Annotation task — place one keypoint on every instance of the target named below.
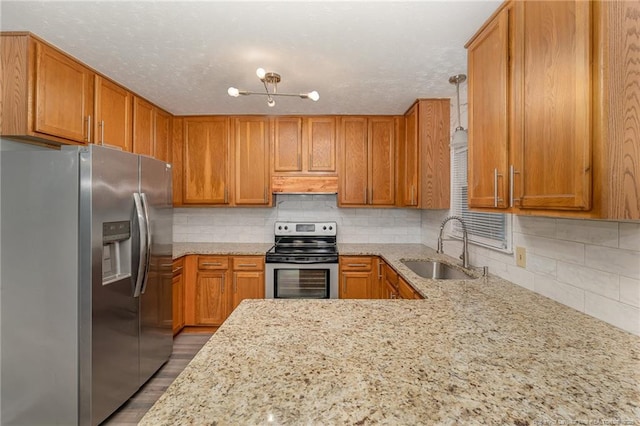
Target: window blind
(486, 229)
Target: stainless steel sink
(435, 270)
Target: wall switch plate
(521, 257)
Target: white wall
(355, 225)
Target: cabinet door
(211, 298)
(354, 161)
(382, 157)
(113, 114)
(177, 289)
(355, 285)
(409, 156)
(287, 144)
(143, 127)
(64, 96)
(162, 130)
(247, 285)
(251, 161)
(488, 92)
(555, 140)
(320, 143)
(205, 160)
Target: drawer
(390, 275)
(356, 263)
(213, 262)
(178, 266)
(248, 263)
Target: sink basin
(435, 270)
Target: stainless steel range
(303, 263)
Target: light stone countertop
(481, 351)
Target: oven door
(301, 281)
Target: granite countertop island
(479, 351)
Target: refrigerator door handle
(142, 256)
(145, 210)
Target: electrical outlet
(521, 257)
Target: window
(491, 230)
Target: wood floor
(185, 346)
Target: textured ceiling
(362, 57)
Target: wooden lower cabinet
(356, 277)
(215, 285)
(177, 290)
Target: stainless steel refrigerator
(85, 272)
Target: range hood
(304, 184)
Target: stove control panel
(328, 229)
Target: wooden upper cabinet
(354, 156)
(113, 122)
(424, 156)
(64, 96)
(382, 159)
(304, 146)
(251, 161)
(552, 62)
(163, 135)
(287, 145)
(488, 93)
(143, 127)
(550, 111)
(205, 160)
(47, 96)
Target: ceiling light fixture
(460, 134)
(270, 81)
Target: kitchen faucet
(465, 240)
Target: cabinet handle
(88, 129)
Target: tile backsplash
(355, 225)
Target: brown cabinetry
(205, 160)
(546, 105)
(251, 161)
(424, 156)
(248, 279)
(47, 96)
(357, 277)
(113, 122)
(215, 285)
(177, 288)
(367, 161)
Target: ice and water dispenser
(116, 251)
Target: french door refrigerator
(85, 280)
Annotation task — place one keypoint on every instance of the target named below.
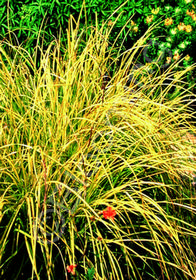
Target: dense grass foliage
(95, 173)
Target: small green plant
(96, 175)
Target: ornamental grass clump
(95, 174)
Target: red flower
(71, 268)
(109, 213)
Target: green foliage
(73, 144)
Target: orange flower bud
(188, 28)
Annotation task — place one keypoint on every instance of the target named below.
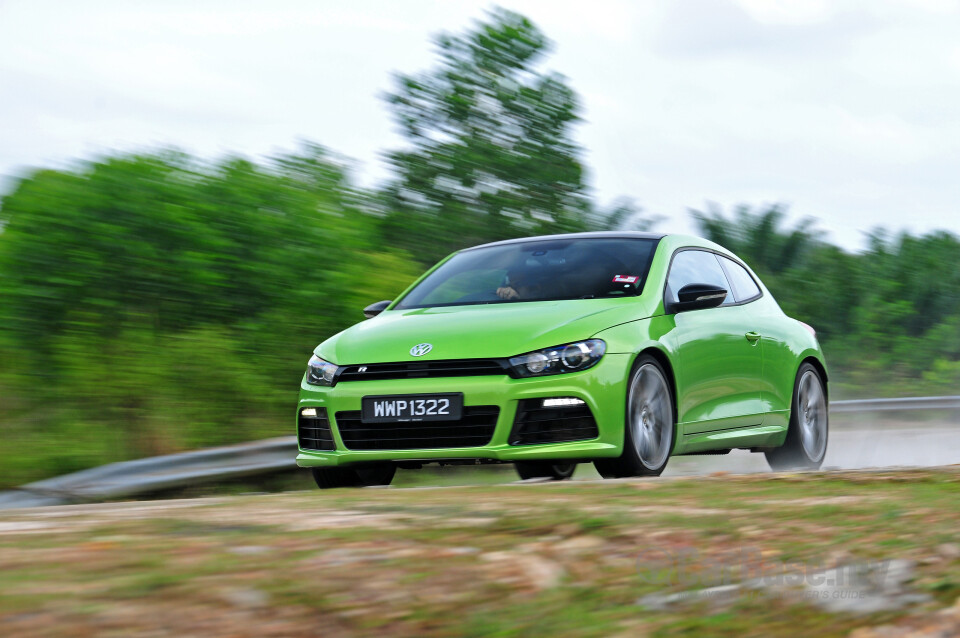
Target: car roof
(605, 234)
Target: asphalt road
(850, 446)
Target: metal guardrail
(268, 456)
(907, 403)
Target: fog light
(562, 402)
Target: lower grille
(313, 433)
(537, 424)
(474, 429)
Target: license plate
(412, 407)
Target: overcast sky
(848, 112)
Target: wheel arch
(661, 357)
(821, 370)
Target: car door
(719, 351)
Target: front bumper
(602, 387)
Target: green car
(616, 348)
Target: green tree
(489, 149)
(757, 236)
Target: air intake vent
(313, 432)
(552, 424)
(474, 429)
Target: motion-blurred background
(172, 249)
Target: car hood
(479, 331)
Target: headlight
(571, 357)
(320, 372)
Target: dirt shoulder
(717, 555)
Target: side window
(744, 287)
(696, 267)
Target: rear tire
(649, 425)
(359, 476)
(545, 469)
(806, 444)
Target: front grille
(537, 424)
(474, 429)
(313, 433)
(421, 369)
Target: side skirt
(747, 437)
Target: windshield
(546, 270)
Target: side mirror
(698, 297)
(375, 309)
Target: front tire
(550, 470)
(806, 444)
(649, 426)
(359, 476)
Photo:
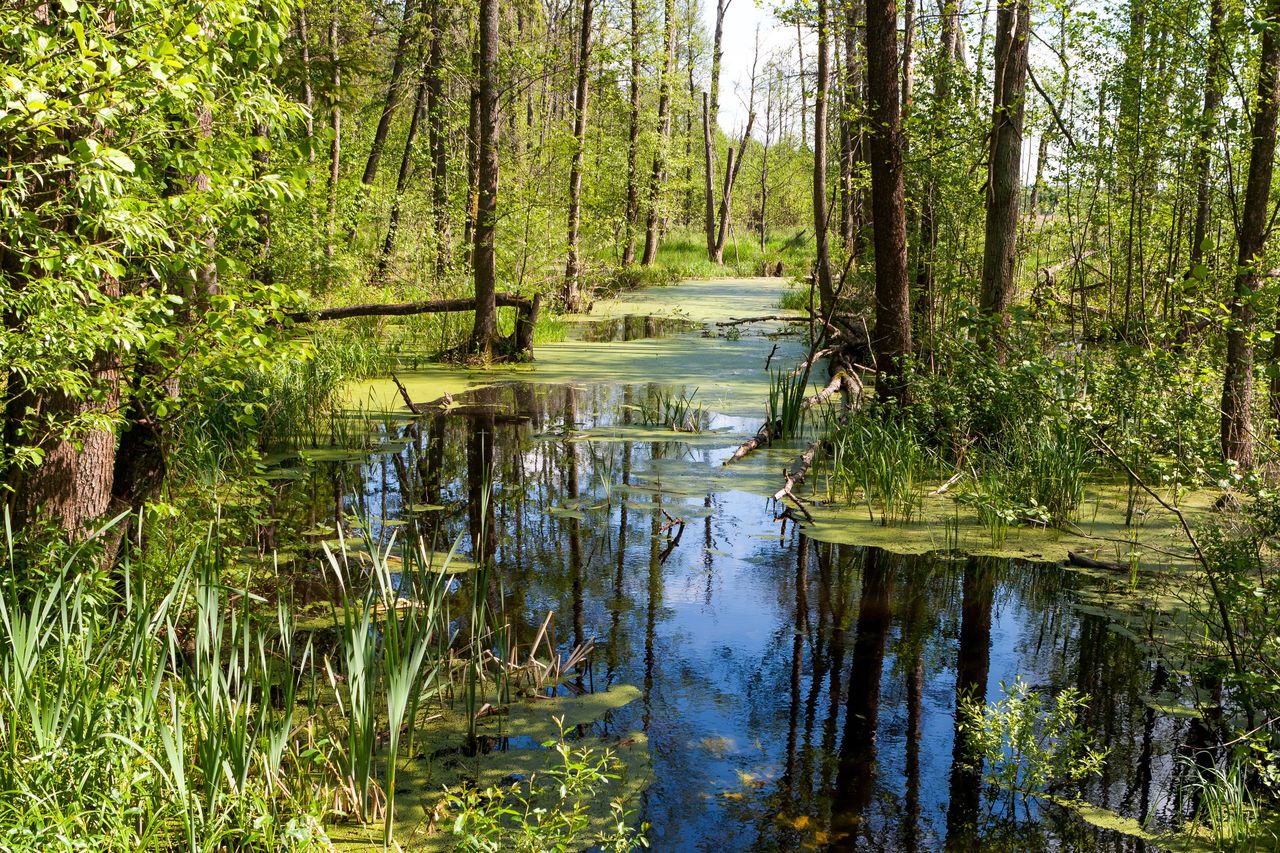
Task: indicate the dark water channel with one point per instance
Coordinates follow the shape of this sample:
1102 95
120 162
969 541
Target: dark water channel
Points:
795 694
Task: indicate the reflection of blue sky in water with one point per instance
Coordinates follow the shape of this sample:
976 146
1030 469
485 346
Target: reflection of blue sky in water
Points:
749 740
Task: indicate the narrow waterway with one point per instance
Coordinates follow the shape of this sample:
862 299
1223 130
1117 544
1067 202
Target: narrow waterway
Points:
795 693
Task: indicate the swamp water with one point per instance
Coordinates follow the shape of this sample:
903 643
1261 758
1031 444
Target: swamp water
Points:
784 692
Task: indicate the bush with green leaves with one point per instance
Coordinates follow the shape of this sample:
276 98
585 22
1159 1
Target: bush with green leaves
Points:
1027 743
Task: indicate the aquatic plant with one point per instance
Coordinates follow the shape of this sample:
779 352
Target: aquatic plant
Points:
877 461
784 407
679 411
1028 746
1225 806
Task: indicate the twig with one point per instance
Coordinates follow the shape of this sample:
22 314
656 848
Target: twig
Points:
1200 555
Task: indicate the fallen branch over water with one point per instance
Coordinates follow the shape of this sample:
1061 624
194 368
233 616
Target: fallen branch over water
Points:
769 432
403 309
778 318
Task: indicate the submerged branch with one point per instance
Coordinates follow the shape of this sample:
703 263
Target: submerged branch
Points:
403 309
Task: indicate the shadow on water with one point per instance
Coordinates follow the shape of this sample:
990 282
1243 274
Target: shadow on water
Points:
796 694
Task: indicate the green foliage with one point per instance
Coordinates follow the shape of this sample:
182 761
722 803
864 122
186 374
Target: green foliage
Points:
131 176
1027 746
680 411
1225 804
877 460
784 409
549 811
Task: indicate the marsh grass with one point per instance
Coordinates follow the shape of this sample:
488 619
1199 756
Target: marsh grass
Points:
676 410
192 716
784 407
1225 807
1033 477
877 461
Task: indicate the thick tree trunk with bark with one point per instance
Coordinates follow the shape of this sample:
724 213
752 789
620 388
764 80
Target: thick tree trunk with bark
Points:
435 113
659 159
484 334
402 179
892 337
572 300
393 92
1004 186
1237 428
822 261
336 129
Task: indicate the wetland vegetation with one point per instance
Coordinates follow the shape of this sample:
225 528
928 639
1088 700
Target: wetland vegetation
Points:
620 424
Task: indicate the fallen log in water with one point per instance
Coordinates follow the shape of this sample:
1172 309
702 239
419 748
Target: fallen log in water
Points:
521 338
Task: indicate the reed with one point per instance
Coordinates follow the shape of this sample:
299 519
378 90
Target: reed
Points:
785 405
877 461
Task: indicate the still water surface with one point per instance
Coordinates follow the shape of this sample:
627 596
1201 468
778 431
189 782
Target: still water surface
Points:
796 694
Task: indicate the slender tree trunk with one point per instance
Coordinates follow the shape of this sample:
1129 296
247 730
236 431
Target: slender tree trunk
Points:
572 300
1000 254
402 179
632 211
851 94
659 158
764 165
307 97
708 179
393 92
1238 381
822 261
484 336
469 226
731 168
336 128
892 337
908 59
711 118
949 37
435 112
804 92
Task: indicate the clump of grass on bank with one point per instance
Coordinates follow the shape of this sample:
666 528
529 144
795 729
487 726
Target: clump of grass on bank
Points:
193 716
684 252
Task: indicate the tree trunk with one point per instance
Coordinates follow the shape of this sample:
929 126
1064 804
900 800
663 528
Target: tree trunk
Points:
307 97
632 211
1000 254
484 334
764 165
892 338
1238 379
572 300
822 261
731 168
711 118
435 140
393 92
804 94
851 95
469 226
402 179
659 159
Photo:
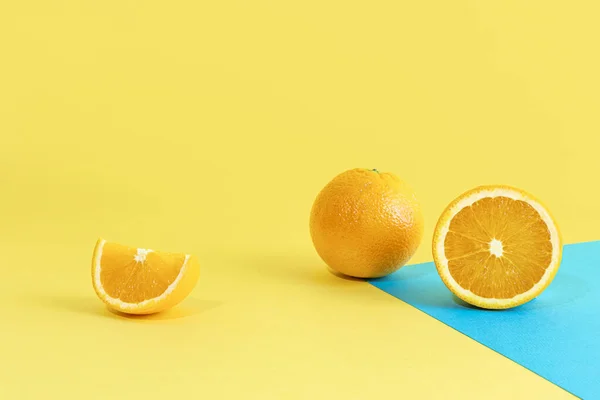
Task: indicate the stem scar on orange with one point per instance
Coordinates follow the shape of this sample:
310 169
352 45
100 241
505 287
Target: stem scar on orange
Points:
366 223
+++++
● TASK ITEM
The listing is to be repeated exactly, with its pictures removed.

● RESULT
Annotation task — place one keypoint on every instance of the target named below.
Target: window blind
(486, 229)
Target: stainless steel sink
(435, 270)
Target: wall switch plate
(521, 257)
Target: white wall
(355, 225)
Target: cabinet door
(211, 298)
(354, 161)
(382, 157)
(113, 114)
(177, 289)
(355, 285)
(409, 156)
(287, 144)
(143, 127)
(64, 96)
(162, 130)
(247, 285)
(251, 161)
(488, 92)
(555, 140)
(320, 143)
(205, 160)
Target: drawer
(390, 275)
(356, 263)
(213, 262)
(178, 266)
(248, 263)
Target: sink basin
(435, 270)
Target: stainless steel range
(303, 263)
Target: light stone countertop
(481, 351)
Target: oven door
(301, 281)
Target: granite countertop island
(479, 351)
Target: refrigerator door handle
(142, 256)
(145, 210)
Target: electrical outlet
(521, 257)
Target: window
(491, 230)
Target: wood floor
(185, 346)
Target: textured ceiling
(362, 57)
Target: wooden lower cabinet
(356, 277)
(215, 285)
(177, 290)
Target: stainless steel refrigerator
(85, 272)
Target: range hood
(304, 184)
Target: stove control panel
(328, 229)
Target: wooden upper cabinet
(354, 156)
(113, 122)
(424, 156)
(64, 96)
(382, 159)
(304, 146)
(251, 161)
(552, 62)
(163, 135)
(287, 145)
(488, 93)
(143, 127)
(550, 111)
(205, 160)
(47, 96)
Target: ceiling light fixture
(460, 134)
(270, 81)
Target: kitchen faucet
(465, 240)
Target: cabinet handle
(88, 129)
Target: tile backsplash
(355, 225)
Target: brown cabinetry
(205, 160)
(546, 105)
(251, 161)
(424, 156)
(248, 279)
(47, 96)
(357, 277)
(113, 122)
(215, 285)
(177, 288)
(367, 161)
Target: ice and water dispenser
(116, 251)
Target: french door refrigerator
(85, 280)
Annotation task — place one keypoint on every instance of the target named below.
Target: dense grass foliage
(95, 173)
Target: small green plant
(96, 175)
Target: ornamental grass clump
(95, 174)
Target: red flower
(71, 268)
(109, 213)
Target: green foliage
(73, 144)
Target: orange flower bud
(188, 28)
Annotation task — place one keypoint on every instance of the target named below.
Target: car roof
(605, 234)
Target: asphalt road
(850, 446)
Target: metal guardrail
(268, 456)
(907, 403)
Target: fog light
(562, 402)
Target: lower grille
(313, 433)
(537, 424)
(474, 429)
Target: license plate
(412, 407)
Target: overcast sky
(848, 112)
Target: wheel arch
(661, 357)
(821, 370)
Target: car door
(719, 351)
Target: front bumper
(602, 387)
Target: green car
(616, 348)
Target: green tree
(489, 149)
(757, 236)
Target: air intake vent
(313, 432)
(552, 424)
(474, 429)
Target: motion-blurred background
(172, 249)
Target: car hood
(479, 331)
Target: headlight
(571, 357)
(320, 372)
Target: dirt shoulder
(717, 555)
Target: side window
(744, 287)
(696, 267)
Target: rear tire
(649, 425)
(359, 476)
(545, 469)
(806, 444)
Target: front grille
(537, 424)
(474, 429)
(313, 433)
(421, 369)
Target: side skirt
(747, 437)
Target: windshield
(546, 270)
Target: side mirror
(698, 297)
(375, 309)
Target: front tire
(550, 470)
(806, 444)
(649, 426)
(359, 476)
Photo:
Task: indicate the dark water channel with one point per instance
Coordinates follow the shape of this sample:
1102 95
120 162
969 541
Target: dark water channel
Points:
795 694
Task: indicate the reflection of blue sky in water with one point per instance
Coordinates follow the shape of this sample:
976 146
1030 469
485 346
Target: reflection of blue sky in water
Points:
749 740
Task: indicate the narrow waterway with one point per instance
Coordinates follow the shape of this sample:
862 299
1223 130
1117 544
1067 202
Target: narrow waterway
Points:
795 693
Task: indicate the swamp water with one point per instance
Coordinates follow the shape of this sample:
903 643
1261 758
1031 444
Target: swamp water
Points:
784 692
Task: indicate the bush with green leaves with one point per instance
Coordinates follow the shape of this sample:
276 98
585 22
1159 1
Target: bush with green leaves
Points:
1027 743
Task: indicate the aquatic plant with one point per instance
Coordinates follow the shape of this sample:
779 352
Target: aquatic plant
Points:
877 461
784 407
679 411
1028 746
1225 806
Task: indicate the twig with one point per instance
Coordinates follow the shape of this sample:
22 314
656 848
Target: twig
Points:
1200 555
Task: indicate the fallen branch over water with one point per instance
Coordinates follow the shape of this sample:
1061 624
194 368
233 616
Target: fallen branch over water
Points:
769 432
403 309
778 318
Task: indicate the submerged branch with one point per instance
Coordinates follow the shape of this sample:
703 263
Target: submerged branch
Points:
403 309
Task: indicate the shadow on water with one point per instance
Coordinates follow the shape of this sample:
990 282
1243 274
Target: shadow on water
Points:
796 694
Task: indicate the green foliage with one point per instance
Coordinates follow the shape of this sample:
182 761
722 803
864 122
186 374
Target: green foliage
Points:
131 176
1027 746
680 411
1225 804
877 460
784 409
549 811
Task: indicate the marsh grass with one point per instance
Coordinates follow the shape of this sample:
488 619
1199 756
Target: marsh grass
Points:
676 410
192 716
784 407
1225 807
1033 477
877 461
Task: indicate the thick tree trunk with bark with one point per instance
Coordinates follow the shape of this sample:
724 213
752 789
620 388
764 80
Target: thick tree trunk with bark
Points:
435 113
659 159
484 334
402 179
892 337
572 300
393 92
1004 186
1237 428
822 261
336 129
Task: indicate the wetland vegetation with one point per instance
Coordinates follow the shape of this sample:
225 528
928 639
1088 700
Target: wetland vegetation
Points:
620 424
Task: indicate the fallen log in water with one point per instance
Coordinates follow the shape of this sample:
1172 309
702 239
419 748
Target: fallen log in water
Points:
521 338
Task: indicate the reed with one point per instance
Coordinates follow the shape of this sample:
299 519
378 90
Target: reed
Points:
785 405
877 461
Task: indicate the still water surface with one point per instance
Coordinates follow the shape of this sample:
627 596
1201 468
778 431
189 782
Target: still water surface
Points:
796 694
Task: indicate the slender tree trunk with one point per instance
Coordinates follow the shape of this sample:
1129 296
247 730
236 431
Target: slender tree trunk
Points:
572 300
1000 254
402 179
632 211
851 94
659 158
764 165
307 97
708 179
393 92
1238 381
822 261
484 336
469 226
731 168
336 128
892 337
908 59
711 118
949 37
435 112
804 92
Task: indicate the clump of grass on bank with one point per instance
Coordinates follow the shape of this sample:
666 528
529 144
795 729
487 726
Target: clump of grass on bank
Points:
193 716
684 252
Task: indicate the tree trunk with one point per instance
Coordinates follow the shape of this sample:
929 126
1064 804
900 800
663 528
Target: tree trunk
Points:
307 97
632 211
1000 254
484 334
764 165
892 338
1238 379
572 300
822 261
731 168
711 118
435 140
393 92
804 94
851 95
469 226
402 179
659 159
Photo:
Task: indicate the stem scar on orange with one point per instance
Coordinates follow the shape of this sample:
310 169
352 45
100 241
505 287
Target: stem scar on orange
Points:
366 223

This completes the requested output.